> [About this exercise]
Could you copy every line of the data that contains "give"?

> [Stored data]
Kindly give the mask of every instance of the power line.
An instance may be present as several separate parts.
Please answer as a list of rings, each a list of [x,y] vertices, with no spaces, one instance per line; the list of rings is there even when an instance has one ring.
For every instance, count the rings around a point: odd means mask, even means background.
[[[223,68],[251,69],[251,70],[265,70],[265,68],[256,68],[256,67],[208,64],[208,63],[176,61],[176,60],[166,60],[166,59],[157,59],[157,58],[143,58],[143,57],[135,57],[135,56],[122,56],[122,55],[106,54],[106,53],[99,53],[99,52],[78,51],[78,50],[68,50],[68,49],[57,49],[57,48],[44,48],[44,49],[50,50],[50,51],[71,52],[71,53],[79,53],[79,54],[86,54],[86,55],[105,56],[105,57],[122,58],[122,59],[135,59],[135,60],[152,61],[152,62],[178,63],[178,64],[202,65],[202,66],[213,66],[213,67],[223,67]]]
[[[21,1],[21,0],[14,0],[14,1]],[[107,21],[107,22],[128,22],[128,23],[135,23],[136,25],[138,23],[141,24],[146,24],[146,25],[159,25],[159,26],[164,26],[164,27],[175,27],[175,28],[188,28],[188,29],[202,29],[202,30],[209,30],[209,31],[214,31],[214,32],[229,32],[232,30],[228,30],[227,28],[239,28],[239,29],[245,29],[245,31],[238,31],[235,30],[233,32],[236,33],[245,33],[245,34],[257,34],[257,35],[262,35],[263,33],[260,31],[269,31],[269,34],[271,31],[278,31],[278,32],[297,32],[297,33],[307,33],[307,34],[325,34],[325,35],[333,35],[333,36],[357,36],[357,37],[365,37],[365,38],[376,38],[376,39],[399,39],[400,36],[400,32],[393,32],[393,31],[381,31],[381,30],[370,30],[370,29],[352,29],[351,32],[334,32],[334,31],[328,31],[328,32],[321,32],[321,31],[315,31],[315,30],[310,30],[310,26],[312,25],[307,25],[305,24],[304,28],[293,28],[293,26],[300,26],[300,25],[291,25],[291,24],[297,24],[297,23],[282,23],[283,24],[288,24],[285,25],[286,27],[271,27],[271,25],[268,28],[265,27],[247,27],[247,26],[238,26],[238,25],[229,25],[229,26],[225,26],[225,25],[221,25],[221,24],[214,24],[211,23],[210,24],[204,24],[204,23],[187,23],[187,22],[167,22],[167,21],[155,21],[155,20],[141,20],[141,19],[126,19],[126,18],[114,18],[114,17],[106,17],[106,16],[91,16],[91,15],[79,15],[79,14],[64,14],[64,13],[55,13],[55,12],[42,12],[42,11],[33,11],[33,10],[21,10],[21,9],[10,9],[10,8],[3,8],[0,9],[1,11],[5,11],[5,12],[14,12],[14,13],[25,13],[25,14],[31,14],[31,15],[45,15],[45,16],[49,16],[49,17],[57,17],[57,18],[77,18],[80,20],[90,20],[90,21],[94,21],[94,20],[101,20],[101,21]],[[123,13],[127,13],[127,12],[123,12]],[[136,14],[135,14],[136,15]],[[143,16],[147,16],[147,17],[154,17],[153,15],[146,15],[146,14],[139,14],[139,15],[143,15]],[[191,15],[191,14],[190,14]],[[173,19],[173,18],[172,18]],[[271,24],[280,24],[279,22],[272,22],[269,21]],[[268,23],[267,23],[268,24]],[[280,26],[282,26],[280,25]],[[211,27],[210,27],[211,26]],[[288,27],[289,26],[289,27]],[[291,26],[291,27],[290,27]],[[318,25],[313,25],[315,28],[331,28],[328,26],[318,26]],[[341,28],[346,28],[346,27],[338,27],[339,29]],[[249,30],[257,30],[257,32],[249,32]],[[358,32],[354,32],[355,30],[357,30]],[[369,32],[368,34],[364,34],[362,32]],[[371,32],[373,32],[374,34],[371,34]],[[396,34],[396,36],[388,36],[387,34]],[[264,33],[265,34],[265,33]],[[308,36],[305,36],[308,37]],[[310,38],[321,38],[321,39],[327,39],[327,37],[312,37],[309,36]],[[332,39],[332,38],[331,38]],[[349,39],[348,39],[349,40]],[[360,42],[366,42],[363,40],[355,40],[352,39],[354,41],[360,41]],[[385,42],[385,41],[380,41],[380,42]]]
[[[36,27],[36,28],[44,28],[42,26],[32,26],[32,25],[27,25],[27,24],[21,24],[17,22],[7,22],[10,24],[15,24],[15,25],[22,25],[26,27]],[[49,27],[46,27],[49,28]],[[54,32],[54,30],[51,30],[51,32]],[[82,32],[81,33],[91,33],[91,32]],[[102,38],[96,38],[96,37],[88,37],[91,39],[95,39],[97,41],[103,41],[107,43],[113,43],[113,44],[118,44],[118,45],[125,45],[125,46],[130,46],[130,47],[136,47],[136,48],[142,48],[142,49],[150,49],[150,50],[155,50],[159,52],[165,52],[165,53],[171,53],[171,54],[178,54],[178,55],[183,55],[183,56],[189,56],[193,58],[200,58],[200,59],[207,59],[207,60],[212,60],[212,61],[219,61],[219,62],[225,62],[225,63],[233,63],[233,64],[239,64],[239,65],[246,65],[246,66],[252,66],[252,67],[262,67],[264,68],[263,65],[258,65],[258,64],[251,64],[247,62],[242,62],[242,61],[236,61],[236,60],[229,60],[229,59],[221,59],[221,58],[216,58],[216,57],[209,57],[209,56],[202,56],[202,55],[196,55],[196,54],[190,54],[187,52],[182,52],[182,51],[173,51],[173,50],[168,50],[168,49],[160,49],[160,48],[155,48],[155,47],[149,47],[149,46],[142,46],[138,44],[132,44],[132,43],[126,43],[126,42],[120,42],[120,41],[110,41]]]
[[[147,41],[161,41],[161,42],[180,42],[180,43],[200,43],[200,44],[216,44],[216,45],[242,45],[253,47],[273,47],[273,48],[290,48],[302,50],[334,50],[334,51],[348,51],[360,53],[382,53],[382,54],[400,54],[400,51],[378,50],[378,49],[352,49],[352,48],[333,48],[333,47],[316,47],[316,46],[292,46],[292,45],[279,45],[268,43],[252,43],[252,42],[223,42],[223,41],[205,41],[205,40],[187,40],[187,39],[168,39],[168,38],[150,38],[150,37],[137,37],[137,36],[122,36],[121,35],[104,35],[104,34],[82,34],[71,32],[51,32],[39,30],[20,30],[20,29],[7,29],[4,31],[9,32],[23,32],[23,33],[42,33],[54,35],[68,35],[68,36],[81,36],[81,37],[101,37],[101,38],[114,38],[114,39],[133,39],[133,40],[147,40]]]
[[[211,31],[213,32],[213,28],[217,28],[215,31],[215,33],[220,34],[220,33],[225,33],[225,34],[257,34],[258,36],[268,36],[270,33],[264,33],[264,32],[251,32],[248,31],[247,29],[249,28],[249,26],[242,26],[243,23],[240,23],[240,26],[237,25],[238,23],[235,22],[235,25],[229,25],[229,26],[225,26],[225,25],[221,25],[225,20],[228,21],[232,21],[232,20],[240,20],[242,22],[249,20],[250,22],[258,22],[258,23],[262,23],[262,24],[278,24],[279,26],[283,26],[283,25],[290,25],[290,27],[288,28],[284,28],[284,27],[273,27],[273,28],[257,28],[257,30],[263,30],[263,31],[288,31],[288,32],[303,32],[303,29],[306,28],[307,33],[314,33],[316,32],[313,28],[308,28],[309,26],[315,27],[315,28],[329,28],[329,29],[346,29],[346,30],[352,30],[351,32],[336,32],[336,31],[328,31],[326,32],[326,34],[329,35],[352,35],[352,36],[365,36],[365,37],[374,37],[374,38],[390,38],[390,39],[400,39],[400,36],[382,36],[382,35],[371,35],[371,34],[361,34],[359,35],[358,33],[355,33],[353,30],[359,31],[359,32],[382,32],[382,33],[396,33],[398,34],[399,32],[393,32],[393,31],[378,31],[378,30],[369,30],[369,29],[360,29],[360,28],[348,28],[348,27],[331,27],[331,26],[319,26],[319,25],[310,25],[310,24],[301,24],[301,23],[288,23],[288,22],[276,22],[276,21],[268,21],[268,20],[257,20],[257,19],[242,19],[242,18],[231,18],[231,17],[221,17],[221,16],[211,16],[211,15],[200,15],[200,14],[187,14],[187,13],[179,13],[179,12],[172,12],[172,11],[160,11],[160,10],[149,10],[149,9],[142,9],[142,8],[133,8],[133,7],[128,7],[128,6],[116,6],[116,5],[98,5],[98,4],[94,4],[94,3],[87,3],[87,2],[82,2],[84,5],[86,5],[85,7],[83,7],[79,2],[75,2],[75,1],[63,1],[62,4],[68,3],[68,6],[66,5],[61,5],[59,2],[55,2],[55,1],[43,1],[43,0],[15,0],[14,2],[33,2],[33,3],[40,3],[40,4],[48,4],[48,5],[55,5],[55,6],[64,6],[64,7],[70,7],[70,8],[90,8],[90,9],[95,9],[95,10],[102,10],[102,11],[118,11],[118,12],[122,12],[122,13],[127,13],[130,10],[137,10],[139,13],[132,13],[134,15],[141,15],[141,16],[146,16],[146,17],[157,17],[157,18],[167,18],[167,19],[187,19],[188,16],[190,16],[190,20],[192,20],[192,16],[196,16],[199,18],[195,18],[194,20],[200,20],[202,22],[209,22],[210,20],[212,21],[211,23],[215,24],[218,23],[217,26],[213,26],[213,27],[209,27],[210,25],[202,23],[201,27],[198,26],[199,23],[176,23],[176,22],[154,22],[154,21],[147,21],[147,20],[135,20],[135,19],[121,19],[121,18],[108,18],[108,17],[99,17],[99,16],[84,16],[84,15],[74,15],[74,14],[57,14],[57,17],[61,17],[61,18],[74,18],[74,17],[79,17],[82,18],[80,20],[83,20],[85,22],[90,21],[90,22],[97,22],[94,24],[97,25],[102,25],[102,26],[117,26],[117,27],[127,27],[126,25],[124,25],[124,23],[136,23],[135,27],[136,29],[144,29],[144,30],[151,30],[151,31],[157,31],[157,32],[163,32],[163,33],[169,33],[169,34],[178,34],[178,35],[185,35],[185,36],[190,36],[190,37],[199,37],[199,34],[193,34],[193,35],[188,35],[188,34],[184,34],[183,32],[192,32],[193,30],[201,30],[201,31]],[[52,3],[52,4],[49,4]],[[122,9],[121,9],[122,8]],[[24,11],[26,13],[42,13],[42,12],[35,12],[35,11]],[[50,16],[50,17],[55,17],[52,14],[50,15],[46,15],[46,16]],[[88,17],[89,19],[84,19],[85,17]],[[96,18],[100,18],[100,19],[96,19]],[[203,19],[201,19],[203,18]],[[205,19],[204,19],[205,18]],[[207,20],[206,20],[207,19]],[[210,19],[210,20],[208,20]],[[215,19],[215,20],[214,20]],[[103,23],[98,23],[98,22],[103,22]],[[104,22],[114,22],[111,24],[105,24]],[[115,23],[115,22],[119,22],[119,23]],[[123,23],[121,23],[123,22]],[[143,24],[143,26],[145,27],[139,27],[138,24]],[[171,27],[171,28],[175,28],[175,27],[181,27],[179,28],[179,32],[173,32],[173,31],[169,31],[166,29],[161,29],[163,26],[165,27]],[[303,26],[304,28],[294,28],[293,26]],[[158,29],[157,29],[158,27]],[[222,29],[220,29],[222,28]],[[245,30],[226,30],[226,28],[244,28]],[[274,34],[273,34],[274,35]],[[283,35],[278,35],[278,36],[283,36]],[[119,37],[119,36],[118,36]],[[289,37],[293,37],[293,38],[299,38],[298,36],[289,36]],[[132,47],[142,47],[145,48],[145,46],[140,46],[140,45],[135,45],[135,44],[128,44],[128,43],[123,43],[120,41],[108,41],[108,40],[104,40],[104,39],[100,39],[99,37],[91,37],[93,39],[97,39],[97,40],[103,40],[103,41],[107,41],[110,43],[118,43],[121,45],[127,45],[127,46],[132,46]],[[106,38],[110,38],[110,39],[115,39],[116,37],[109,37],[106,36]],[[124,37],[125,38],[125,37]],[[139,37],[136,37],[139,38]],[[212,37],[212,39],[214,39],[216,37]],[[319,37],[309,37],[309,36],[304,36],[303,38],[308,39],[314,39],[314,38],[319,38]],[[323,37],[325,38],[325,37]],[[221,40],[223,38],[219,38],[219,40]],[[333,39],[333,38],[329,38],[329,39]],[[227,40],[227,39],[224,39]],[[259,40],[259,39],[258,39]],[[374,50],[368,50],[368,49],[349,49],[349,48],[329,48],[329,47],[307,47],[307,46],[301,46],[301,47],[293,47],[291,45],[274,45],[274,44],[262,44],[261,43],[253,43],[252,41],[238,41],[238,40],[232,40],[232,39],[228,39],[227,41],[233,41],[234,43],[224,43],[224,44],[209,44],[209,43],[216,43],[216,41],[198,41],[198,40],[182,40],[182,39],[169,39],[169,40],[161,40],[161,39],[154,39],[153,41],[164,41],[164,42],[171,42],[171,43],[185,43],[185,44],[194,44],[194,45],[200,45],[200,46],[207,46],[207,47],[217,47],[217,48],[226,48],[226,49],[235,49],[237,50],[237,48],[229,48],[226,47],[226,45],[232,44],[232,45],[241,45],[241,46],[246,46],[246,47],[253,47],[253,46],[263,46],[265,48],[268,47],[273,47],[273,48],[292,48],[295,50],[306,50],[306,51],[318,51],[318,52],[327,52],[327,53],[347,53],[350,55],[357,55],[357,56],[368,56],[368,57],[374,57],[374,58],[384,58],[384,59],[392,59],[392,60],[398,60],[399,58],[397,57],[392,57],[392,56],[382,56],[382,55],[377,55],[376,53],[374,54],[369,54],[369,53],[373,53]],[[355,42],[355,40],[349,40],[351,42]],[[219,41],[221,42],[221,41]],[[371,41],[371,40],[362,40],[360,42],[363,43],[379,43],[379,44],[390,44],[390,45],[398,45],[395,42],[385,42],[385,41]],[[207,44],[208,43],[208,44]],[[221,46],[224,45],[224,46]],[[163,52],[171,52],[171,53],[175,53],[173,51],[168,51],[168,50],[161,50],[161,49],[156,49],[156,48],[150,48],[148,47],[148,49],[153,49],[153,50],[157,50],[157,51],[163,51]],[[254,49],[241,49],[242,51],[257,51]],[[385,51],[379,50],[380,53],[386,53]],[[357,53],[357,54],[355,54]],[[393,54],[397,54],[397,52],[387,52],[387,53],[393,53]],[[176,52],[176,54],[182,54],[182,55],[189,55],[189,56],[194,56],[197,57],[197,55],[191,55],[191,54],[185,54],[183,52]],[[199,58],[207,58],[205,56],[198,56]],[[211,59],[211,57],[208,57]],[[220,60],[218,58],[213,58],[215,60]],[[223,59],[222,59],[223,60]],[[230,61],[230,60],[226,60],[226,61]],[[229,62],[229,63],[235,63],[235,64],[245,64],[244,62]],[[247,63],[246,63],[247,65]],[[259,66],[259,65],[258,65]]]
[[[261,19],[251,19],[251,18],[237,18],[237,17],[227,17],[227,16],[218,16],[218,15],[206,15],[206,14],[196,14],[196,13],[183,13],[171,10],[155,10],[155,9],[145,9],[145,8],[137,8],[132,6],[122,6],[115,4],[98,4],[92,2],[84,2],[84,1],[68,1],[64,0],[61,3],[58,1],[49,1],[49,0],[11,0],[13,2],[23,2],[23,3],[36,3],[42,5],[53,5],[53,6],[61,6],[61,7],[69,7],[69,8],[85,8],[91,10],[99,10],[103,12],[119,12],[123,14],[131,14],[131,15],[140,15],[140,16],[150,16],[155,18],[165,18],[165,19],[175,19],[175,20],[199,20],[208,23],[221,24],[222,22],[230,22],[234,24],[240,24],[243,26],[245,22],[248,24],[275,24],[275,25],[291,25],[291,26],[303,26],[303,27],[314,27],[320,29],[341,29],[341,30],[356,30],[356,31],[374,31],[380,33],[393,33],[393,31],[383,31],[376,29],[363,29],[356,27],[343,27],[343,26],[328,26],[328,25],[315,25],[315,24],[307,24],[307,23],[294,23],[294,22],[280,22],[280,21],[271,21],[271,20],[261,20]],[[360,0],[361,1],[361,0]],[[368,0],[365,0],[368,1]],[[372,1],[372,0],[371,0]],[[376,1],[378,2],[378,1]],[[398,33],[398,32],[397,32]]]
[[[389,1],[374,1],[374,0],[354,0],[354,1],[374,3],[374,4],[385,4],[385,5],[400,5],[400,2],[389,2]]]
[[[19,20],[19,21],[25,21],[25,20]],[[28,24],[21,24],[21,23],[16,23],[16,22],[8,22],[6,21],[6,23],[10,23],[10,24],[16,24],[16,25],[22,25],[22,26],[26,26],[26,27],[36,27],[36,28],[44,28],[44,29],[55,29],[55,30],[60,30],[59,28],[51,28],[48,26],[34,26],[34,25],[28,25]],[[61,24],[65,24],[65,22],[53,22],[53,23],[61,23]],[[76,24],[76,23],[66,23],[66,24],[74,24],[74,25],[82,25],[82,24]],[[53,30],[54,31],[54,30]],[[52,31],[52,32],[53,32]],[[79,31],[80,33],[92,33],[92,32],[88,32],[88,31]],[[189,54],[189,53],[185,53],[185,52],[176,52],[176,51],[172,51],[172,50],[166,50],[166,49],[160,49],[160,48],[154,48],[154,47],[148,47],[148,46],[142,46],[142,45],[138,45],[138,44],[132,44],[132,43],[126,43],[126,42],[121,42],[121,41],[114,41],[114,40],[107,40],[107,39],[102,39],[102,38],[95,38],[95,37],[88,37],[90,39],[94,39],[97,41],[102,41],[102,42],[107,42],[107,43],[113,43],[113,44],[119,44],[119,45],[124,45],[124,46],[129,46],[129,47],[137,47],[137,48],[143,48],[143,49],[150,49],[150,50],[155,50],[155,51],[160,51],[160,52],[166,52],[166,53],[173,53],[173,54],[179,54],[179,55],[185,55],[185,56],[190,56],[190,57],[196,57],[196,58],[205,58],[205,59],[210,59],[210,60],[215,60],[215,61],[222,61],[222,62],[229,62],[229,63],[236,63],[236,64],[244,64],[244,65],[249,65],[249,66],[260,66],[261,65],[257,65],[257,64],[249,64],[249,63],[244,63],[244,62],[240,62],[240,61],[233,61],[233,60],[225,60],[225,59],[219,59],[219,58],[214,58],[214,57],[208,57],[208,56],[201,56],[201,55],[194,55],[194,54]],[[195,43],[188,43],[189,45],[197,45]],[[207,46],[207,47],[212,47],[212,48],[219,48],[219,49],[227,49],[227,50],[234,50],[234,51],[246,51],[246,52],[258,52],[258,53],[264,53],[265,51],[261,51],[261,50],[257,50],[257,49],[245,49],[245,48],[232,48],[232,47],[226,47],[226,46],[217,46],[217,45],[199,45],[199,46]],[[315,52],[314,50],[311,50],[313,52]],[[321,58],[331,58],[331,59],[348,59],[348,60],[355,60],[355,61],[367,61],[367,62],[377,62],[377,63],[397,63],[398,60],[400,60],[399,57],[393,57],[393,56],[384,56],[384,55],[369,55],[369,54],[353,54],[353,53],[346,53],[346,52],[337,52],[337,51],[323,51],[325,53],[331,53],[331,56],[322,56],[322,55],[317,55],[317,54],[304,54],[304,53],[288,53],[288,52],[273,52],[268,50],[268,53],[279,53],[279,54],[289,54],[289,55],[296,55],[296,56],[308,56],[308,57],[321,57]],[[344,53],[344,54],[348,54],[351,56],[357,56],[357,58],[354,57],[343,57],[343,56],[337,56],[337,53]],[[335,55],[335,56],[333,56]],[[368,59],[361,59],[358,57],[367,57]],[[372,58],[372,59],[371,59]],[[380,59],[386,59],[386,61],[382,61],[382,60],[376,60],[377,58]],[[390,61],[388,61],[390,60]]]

...

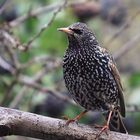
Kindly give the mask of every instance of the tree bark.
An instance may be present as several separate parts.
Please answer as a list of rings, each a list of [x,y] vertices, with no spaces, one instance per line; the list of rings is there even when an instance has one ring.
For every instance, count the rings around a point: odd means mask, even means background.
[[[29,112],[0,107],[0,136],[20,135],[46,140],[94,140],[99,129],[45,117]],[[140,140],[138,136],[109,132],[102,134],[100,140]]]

> [Solution to this task]
Kindly give the mask of every instance of the power line.
Kindly give the mask of every instance of the tree bark.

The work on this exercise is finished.